* Start DATA LISTING *

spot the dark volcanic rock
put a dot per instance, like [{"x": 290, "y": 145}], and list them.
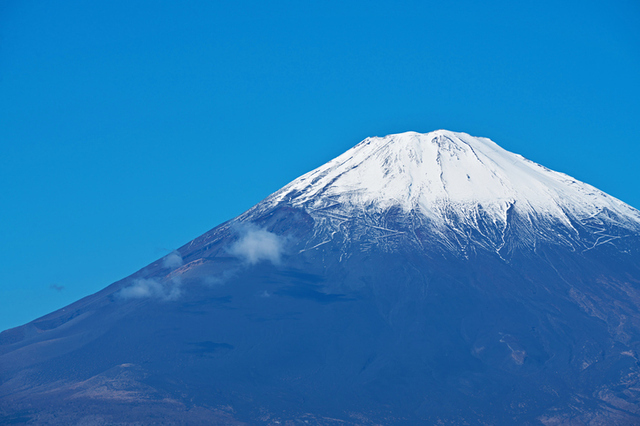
[{"x": 297, "y": 312}]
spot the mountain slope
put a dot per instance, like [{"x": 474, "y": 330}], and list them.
[{"x": 415, "y": 279}]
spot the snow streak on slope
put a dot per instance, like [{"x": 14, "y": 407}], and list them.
[{"x": 455, "y": 180}]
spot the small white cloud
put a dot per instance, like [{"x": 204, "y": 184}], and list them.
[
  {"x": 256, "y": 244},
  {"x": 172, "y": 261},
  {"x": 151, "y": 288}
]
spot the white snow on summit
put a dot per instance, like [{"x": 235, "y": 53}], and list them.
[{"x": 437, "y": 171}]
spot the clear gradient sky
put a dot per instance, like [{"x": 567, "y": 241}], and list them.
[{"x": 129, "y": 128}]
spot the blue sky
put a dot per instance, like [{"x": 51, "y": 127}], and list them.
[{"x": 129, "y": 128}]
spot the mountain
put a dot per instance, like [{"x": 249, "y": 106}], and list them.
[{"x": 416, "y": 279}]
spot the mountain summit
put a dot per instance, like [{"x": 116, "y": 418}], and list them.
[{"x": 416, "y": 279}]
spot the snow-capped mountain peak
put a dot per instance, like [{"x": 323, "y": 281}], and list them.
[{"x": 447, "y": 176}]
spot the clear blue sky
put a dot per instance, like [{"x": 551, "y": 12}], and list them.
[{"x": 129, "y": 128}]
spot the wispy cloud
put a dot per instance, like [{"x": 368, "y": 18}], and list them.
[
  {"x": 256, "y": 244},
  {"x": 152, "y": 288},
  {"x": 173, "y": 260}
]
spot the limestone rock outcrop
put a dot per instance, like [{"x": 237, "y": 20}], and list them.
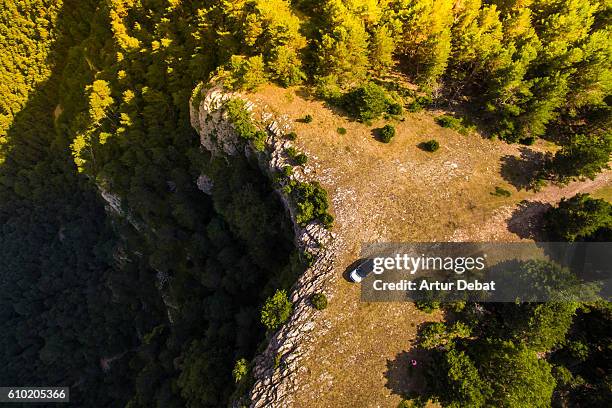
[{"x": 276, "y": 367}]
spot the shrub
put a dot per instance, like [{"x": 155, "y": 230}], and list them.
[
  {"x": 243, "y": 72},
  {"x": 395, "y": 108},
  {"x": 311, "y": 202},
  {"x": 427, "y": 306},
  {"x": 298, "y": 158},
  {"x": 579, "y": 218},
  {"x": 286, "y": 66},
  {"x": 319, "y": 301},
  {"x": 583, "y": 156},
  {"x": 501, "y": 192},
  {"x": 366, "y": 102},
  {"x": 419, "y": 103},
  {"x": 454, "y": 123},
  {"x": 291, "y": 152},
  {"x": 259, "y": 140},
  {"x": 241, "y": 369},
  {"x": 527, "y": 141},
  {"x": 276, "y": 310},
  {"x": 287, "y": 171},
  {"x": 327, "y": 88},
  {"x": 240, "y": 118},
  {"x": 449, "y": 122},
  {"x": 387, "y": 133},
  {"x": 430, "y": 145},
  {"x": 301, "y": 159}
]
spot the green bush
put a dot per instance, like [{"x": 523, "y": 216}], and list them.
[
  {"x": 276, "y": 310},
  {"x": 311, "y": 202},
  {"x": 366, "y": 102},
  {"x": 449, "y": 122},
  {"x": 580, "y": 218},
  {"x": 501, "y": 192},
  {"x": 291, "y": 152},
  {"x": 327, "y": 88},
  {"x": 419, "y": 103},
  {"x": 241, "y": 369},
  {"x": 527, "y": 141},
  {"x": 243, "y": 72},
  {"x": 386, "y": 133},
  {"x": 430, "y": 145},
  {"x": 301, "y": 159},
  {"x": 395, "y": 109},
  {"x": 240, "y": 118},
  {"x": 259, "y": 140},
  {"x": 298, "y": 158},
  {"x": 454, "y": 123},
  {"x": 287, "y": 171},
  {"x": 319, "y": 301}
]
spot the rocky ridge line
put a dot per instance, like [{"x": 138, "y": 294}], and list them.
[{"x": 276, "y": 368}]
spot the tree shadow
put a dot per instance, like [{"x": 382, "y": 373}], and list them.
[
  {"x": 523, "y": 171},
  {"x": 404, "y": 378},
  {"x": 527, "y": 220}
]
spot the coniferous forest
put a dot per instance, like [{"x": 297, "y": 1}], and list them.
[{"x": 153, "y": 305}]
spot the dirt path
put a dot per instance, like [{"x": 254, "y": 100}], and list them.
[
  {"x": 395, "y": 192},
  {"x": 523, "y": 221}
]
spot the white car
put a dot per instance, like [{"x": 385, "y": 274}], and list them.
[{"x": 361, "y": 271}]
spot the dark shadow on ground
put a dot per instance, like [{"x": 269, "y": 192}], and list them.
[
  {"x": 404, "y": 378},
  {"x": 522, "y": 171},
  {"x": 349, "y": 268},
  {"x": 527, "y": 220}
]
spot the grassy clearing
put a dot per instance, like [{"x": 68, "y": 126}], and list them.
[
  {"x": 384, "y": 192},
  {"x": 604, "y": 193}
]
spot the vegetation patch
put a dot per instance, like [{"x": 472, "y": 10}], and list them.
[
  {"x": 311, "y": 202},
  {"x": 368, "y": 102},
  {"x": 419, "y": 103},
  {"x": 386, "y": 133},
  {"x": 454, "y": 123},
  {"x": 501, "y": 192},
  {"x": 276, "y": 310},
  {"x": 429, "y": 146},
  {"x": 319, "y": 301}
]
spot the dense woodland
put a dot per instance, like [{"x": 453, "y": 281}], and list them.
[{"x": 152, "y": 307}]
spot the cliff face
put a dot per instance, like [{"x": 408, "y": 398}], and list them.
[{"x": 275, "y": 368}]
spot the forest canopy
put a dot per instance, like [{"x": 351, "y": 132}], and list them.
[{"x": 153, "y": 304}]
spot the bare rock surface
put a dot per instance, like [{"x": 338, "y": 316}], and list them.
[{"x": 276, "y": 368}]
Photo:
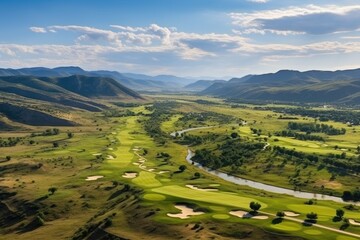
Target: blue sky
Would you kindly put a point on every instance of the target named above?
(212, 38)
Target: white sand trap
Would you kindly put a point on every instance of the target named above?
(353, 222)
(129, 175)
(186, 212)
(291, 214)
(261, 217)
(243, 214)
(202, 189)
(93, 178)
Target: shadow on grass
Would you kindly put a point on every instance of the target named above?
(277, 220)
(308, 222)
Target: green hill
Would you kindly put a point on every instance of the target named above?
(293, 86)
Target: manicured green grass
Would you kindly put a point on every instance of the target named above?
(223, 198)
(147, 180)
(287, 226)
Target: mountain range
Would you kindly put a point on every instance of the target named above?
(138, 82)
(30, 99)
(293, 86)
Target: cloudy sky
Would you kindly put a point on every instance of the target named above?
(214, 38)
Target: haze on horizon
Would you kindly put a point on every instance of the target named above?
(185, 38)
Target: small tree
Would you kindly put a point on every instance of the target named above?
(52, 190)
(311, 217)
(255, 206)
(340, 213)
(182, 168)
(280, 214)
(234, 135)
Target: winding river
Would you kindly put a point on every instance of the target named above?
(254, 184)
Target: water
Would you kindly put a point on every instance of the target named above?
(258, 185)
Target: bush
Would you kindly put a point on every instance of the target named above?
(182, 168)
(255, 206)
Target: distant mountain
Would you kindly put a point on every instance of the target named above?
(201, 85)
(40, 100)
(179, 81)
(293, 86)
(138, 82)
(74, 91)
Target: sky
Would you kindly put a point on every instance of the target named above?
(199, 38)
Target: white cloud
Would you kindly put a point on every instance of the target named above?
(258, 1)
(38, 29)
(311, 19)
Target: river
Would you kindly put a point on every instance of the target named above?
(258, 185)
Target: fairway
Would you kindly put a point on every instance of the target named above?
(147, 180)
(323, 212)
(226, 199)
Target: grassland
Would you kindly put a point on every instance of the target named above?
(138, 207)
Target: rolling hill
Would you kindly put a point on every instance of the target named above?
(293, 86)
(201, 85)
(32, 100)
(139, 82)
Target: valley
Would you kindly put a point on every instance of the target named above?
(125, 176)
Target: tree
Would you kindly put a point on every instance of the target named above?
(280, 214)
(234, 135)
(182, 168)
(197, 175)
(340, 213)
(311, 217)
(52, 190)
(255, 206)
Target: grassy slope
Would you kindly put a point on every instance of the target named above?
(161, 191)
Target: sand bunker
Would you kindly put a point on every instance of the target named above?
(353, 222)
(186, 212)
(129, 175)
(243, 214)
(93, 178)
(261, 217)
(291, 214)
(202, 189)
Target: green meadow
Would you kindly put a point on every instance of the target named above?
(138, 206)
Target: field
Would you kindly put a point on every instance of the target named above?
(138, 207)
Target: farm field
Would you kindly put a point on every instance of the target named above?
(120, 176)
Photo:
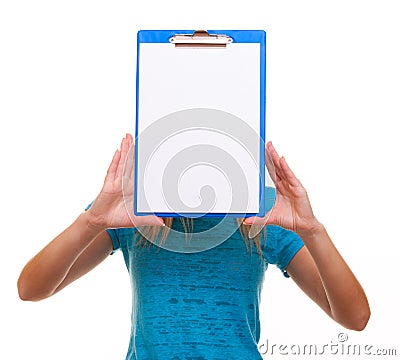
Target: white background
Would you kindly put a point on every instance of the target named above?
(67, 96)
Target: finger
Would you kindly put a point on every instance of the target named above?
(129, 162)
(124, 152)
(289, 175)
(275, 159)
(148, 220)
(112, 169)
(270, 165)
(254, 220)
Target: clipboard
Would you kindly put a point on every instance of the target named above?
(200, 123)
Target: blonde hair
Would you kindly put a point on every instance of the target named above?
(152, 232)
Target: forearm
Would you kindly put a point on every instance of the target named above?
(45, 272)
(347, 300)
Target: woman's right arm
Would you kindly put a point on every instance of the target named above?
(73, 253)
(85, 243)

* End DATA LISTING *

TASK DETAILS —
Quote the listing above word for word, starting at the line that contains "Target: tree" and ending at its final line, and leave the pictures out of your answer.

ANSWER TO THIS EXERCISE —
Target: tree
Would you kindly put a point on every instance of the target named above?
(280, 214)
(234, 135)
(182, 168)
(197, 175)
(340, 213)
(311, 217)
(52, 190)
(255, 206)
Target: grassy slope
Would you kindly put a point on every instance of the target named above?
(161, 191)
Target: sand bunker
Would you kindly put a point on every instance of the target named above?
(353, 222)
(186, 212)
(129, 175)
(243, 214)
(93, 178)
(261, 217)
(291, 214)
(202, 189)
Target: green meadow
Would you kindly put a point on every instance of the target named above?
(138, 206)
Target: field
Would you kindly put a point on every instance of the target named above?
(138, 207)
Target: farm field
Would you kindly put a point on every instance of the target named above?
(120, 176)
Photo:
Target: white background
Would you kindly put a point on every instance of the target named above?
(67, 96)
Target: finger
Would you kindly put a point on every instance of the target named above?
(129, 162)
(124, 152)
(289, 175)
(275, 159)
(148, 220)
(112, 169)
(270, 165)
(254, 220)
Target: clipboard
Would you kindly put a point on every instance of the target named above?
(200, 123)
Target: blonde hair
Would you kindly put a point on every instance of the target named above?
(152, 232)
Target: forearm
Would you kindly put a point on every instance of the target named above?
(45, 272)
(347, 300)
Target: woman's right arm
Would you kindly put a point on every instance of the target named above?
(73, 253)
(85, 243)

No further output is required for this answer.